⟨

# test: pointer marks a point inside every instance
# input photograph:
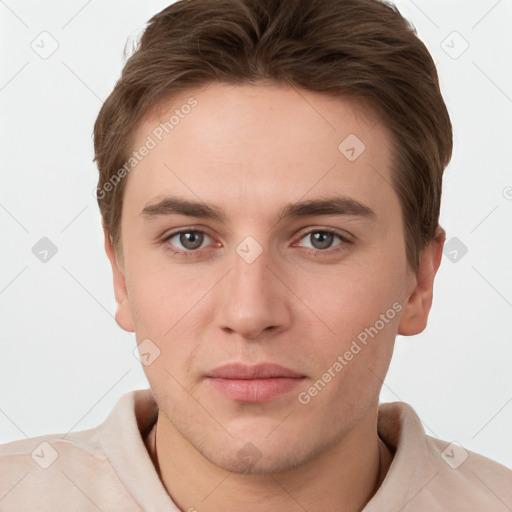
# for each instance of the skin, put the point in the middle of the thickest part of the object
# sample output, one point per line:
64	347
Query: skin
250	150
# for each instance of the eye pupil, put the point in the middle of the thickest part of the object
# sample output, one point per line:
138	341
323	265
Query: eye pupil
191	240
322	240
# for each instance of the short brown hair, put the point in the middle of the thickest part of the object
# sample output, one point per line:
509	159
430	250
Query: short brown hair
361	49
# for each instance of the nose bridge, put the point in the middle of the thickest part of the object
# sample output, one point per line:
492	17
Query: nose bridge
253	299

⟩

Write the records out again in full, exactly, and skip every picture.

# test: pointer marks a point inside every instance
# input photograph:
# for each instance of the skin, put the point in the middle of the thickest part of the object
# sample output, one point per line:
64	347
Query: skin
250	150
# for each instance of the eye pupil, put the point in the middle of the thickest part of the object
# sample output, one point per line:
138	341
323	265
Query: eye pupil
191	240
322	240
# for each instance of the short brown hair, put the point in the middle of the thickest part of the object
# sample output, one point per line:
509	159
430	250
Query: short brown hair
361	49
# for each instance of the nose bridge, put the point in the middle of the thickest part of the object
# sample output, one point per line:
492	17
Query: nose bridge
253	299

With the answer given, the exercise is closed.